- [SOURCE DATA]
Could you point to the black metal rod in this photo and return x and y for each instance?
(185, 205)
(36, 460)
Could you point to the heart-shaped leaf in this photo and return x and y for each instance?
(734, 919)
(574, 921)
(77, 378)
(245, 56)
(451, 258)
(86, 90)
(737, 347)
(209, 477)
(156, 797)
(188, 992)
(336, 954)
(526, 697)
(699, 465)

- [PROBLEM TO WORK ON]
Print the material once more, exactly.

- [TASK RESPONSE]
Could you point to the black metal rod in this photo and return x and y for each instance?
(185, 205)
(36, 460)
Could you point to the heart-shaped leaf in this photo and return x and y for each instance?
(734, 919)
(574, 921)
(77, 378)
(245, 56)
(451, 258)
(86, 90)
(737, 347)
(209, 477)
(156, 797)
(188, 992)
(336, 954)
(526, 697)
(699, 465)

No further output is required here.